Convert the items below into a two-column CSV with the header instruction,response and one row per item. Put each item's text and its answer in one quoted field each, replacing line breaks with spaces.

- **Stored items from a collection**:
····················

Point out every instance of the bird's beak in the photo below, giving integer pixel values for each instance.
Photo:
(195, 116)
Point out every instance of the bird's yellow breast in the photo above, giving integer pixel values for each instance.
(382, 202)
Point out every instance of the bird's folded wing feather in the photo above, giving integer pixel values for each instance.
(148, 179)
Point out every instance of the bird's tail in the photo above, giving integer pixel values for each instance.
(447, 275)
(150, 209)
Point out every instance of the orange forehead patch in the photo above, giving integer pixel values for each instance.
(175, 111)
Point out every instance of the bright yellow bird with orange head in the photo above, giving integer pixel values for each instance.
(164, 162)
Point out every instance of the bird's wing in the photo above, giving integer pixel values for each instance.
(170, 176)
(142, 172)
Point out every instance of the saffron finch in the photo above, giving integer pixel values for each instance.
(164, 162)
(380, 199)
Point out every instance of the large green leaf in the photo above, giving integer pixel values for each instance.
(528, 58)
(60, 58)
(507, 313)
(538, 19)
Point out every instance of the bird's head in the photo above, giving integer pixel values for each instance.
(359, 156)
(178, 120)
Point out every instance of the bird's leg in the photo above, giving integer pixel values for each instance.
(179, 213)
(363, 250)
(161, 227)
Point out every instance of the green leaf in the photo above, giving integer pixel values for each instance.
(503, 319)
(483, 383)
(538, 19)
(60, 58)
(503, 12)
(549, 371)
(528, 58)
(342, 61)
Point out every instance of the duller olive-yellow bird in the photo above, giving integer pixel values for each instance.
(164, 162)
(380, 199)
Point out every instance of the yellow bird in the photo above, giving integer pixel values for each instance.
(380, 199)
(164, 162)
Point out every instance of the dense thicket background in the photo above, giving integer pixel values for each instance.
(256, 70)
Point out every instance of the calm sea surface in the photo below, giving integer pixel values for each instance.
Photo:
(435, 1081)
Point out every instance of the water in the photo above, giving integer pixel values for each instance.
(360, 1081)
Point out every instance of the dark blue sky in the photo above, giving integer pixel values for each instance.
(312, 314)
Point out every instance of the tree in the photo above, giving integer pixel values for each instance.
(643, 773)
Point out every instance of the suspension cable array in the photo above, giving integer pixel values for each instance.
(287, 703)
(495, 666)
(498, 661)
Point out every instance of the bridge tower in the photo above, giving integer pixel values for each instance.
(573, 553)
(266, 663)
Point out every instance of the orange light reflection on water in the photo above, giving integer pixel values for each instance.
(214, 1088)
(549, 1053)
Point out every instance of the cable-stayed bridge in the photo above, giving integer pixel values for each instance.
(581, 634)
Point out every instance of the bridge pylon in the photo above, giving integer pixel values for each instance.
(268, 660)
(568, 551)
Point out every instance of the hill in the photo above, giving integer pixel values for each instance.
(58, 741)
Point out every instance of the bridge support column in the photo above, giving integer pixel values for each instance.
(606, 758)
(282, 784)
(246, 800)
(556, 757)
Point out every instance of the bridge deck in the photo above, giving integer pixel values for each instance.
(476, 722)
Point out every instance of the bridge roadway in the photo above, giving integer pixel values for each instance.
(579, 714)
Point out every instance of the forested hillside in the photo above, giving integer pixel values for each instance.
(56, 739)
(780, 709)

····················

- **REPLY TO THE TASK**:
instruction,response
"Point out every instance of the bird's beak in the photo below, giving integer pixel values for each instance. Photo:","(195, 116)"
"Point out every instance of the bird's yellow breast in the photo above, giving integer pixel values for each instance.","(382, 202)"
"Point out every instance of the bird's folded wing feather in the photo above, giving integer pixel values for each instance.","(148, 179)"
"Point out every instance of the bird's tail in the photo above, giving integer pixel values for each instance.","(447, 275) (150, 209)"
"Point out every instance of the orange forehead patch in the photo above, giving integer pixel values for each instance.","(175, 111)"
"Point out every instance of the bright yellow bird with orange head in the photo above, giving integer pixel values for each instance.","(164, 162)"
"Point out every instance of the bird's wing in the photo above, giving integer pixel values for each instance.","(170, 176) (142, 172)"
"Point out every instance of the saffron finch in the photo above, giving integer pixel values for each instance.","(164, 162) (380, 199)"
"Point out every instance of the large green leaf in the photo above, giving integer pixel values for each instance.","(528, 58) (60, 58) (507, 313) (538, 19)"
"Point out every instance of the bird's head in the photo above, giving integer pixel values for each instance.","(359, 156) (178, 120)"
"Point out every instance of the bird's leg in the photo above, giving integer pixel values for each instance.","(179, 213) (363, 250) (161, 227)"
"Point out every instance of the green leaf in the photo above, giving integer pixel values for each instance.","(503, 319) (483, 383) (538, 19) (60, 58) (503, 12) (549, 371) (528, 58) (342, 61)"
"Point out every instance of the duller olive-yellow bird in the photo above, giving integer pixel values for each instance.","(164, 162) (380, 199)"
"Point out every instance of the yellow bird in the photo above, giving integer pixel values for each instance.","(380, 199) (164, 162)"
"Point out every instance of the dense thicket background in the photo above, giving integer pixel values for each instance.","(256, 70)"
"Point out every instance of the calm sea surface in the photo below, giving integer pixel values for each instance. Photo:","(435, 1081)"
"Point out every instance of the water in the photo above, giving integer pixel values for each instance.","(360, 1081)"
"Point out every instance of the dark blue sky in the photo above, giving integer pixel values for each instance.","(312, 314)"
"Point out every instance of the tree in the photo above, giving integer pixel values for each instance.","(643, 773)"
"Point out every instance of the suspension cable array in the photo above, giving integer pixel values for each instance.","(287, 703) (495, 666) (498, 661)"
"Point out every instance of the bridge tower in the photo above, giving integer pixel values for each instance.","(573, 553) (266, 663)"
"Point out every instance of the orange light reflection on water in the photo above, giving integer pixel values for each instance.","(214, 1088) (549, 1053)"
"Point out every instance of the cable-stayed bridge in the photo above, giving integer pixel values for each instance.","(581, 634)"
"Point out every instance of the bridge pylon in the photo above, giving integer pixel values for each instance.","(268, 660) (568, 551)"
"Point out every instance of the hill in the photo above, giving integer pixel values for each instance.","(58, 741)"
"Point out every instance of the bridge support column in the photo above, giving integer pixel values for each instance.","(606, 758) (282, 784) (246, 800) (556, 757)"
"Point out every instance of the bridge deck in the photo above, giving integer pixel values for each instance.","(476, 722)"
"Point out every instance of the bridge roadway in the photo above, giving integer pixel values for each instance.","(579, 714)"
"Point out every instance of the forested hillside in the photo above, giving integer pixel values for each instance.","(56, 739) (780, 709)"